-------- Text for analysis --------

In this most recent U.S. Supreme Court term, the Court has heard two cases involving the domestic relations of a state.  In addition to the arguments on same sex marriage, on April 16th, the Court also heard argument on the adoption of a three-year girl.  The law at issue is the Indian Child Welfare Act. 

The Act, passed in the 1970’s gives Indian tribes exclusive jurisdiction over any child custody proceeding involving a Native American child who resided or was domiciled on Native American land.  The Act was passed to address the removal of Native American children by public and private adoption agencies and it places priority on allowing the child to grow up in the traditions of their culture by allowing the tribe and the child’s relatives a say in the placement of the child.  What is unusual about this Act compared to most state’s custody laws is that is significantly broadens the class of individuals that have standing to raise issues about the adoption.  Most states limit standing to the biological parents and, under some laws, the grandparents of the child.

 

The Indian Child Welfare Act, in this instance, was applied to overturn the adoption of a girl by a South Carolina couple.  The girl, now three years old, was returned to her biological father in Oklahoma, a member of the Cherokee Nation, after he sought to overturn the adoption based on the natural mother’s failure to obtain his consent.  The case made its way through the entirety of the South Carolina legal system and sided with the natural father on the basis of the Act, despite identifying the adopting parents as “ideal parents” – small comfort to them, no doubt.

 

The adoptive couple’s appeal is based on two questions:

 

(1) Whether a non-custodial parent can invoke ICWA to block an adoption voluntarily and lawfully initiated by a non-Indian parent under state law, and;

(2) Whether ICWA defines "parent" in 25 U.S.C. § 1903(9) to include an unwed biological father who has not complied with state law rules to attain legal status as a parent.

--------

Problem
Quote the passage on the Indian Child Welfare Act case word for word, from the words containing "In this most" through "Child Welfare Act.".

-------- Information supplied --------

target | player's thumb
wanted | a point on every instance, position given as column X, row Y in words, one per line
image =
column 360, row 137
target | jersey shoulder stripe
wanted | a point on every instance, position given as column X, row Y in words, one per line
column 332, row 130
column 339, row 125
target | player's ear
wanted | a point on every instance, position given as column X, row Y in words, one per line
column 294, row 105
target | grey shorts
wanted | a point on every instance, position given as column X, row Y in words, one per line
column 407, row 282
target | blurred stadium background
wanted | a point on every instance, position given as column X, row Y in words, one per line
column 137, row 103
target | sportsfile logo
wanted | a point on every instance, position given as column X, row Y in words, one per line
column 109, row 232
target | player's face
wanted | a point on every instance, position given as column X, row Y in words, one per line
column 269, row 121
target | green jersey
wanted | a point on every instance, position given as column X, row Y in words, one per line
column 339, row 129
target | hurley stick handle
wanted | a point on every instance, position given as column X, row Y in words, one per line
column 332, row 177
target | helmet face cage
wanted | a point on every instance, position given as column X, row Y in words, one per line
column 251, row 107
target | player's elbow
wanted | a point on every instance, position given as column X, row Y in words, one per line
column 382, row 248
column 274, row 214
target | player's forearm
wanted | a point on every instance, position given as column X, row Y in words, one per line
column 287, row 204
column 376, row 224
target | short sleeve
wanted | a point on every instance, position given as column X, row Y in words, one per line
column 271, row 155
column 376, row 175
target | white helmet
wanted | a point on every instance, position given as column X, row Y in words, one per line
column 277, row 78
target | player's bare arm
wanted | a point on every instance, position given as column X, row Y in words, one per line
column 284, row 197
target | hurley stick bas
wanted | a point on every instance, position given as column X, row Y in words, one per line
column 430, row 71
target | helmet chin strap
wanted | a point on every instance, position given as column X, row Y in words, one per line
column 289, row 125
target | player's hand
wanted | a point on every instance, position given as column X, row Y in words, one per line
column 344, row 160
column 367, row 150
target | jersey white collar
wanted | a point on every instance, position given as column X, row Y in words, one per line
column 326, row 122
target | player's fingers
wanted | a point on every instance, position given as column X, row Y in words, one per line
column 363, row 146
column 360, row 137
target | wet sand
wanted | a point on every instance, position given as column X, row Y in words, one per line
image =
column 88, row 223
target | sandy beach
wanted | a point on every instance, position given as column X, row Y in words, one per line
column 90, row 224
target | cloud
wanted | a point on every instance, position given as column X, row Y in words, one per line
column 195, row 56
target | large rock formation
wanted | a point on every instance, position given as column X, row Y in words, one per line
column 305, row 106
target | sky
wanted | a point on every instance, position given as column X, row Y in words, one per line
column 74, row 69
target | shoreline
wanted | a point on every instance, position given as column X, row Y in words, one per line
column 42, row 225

--------

Your response
In this most recent U.S. Supreme Court term, the Court has heard two cases involving the domestic relations of a state.  In addition to the arguments on same sex marriage, on April 16th, the Court also heard argument on the adoption of a three-year girl.  The law at issue is the Indian Child Welfare Act.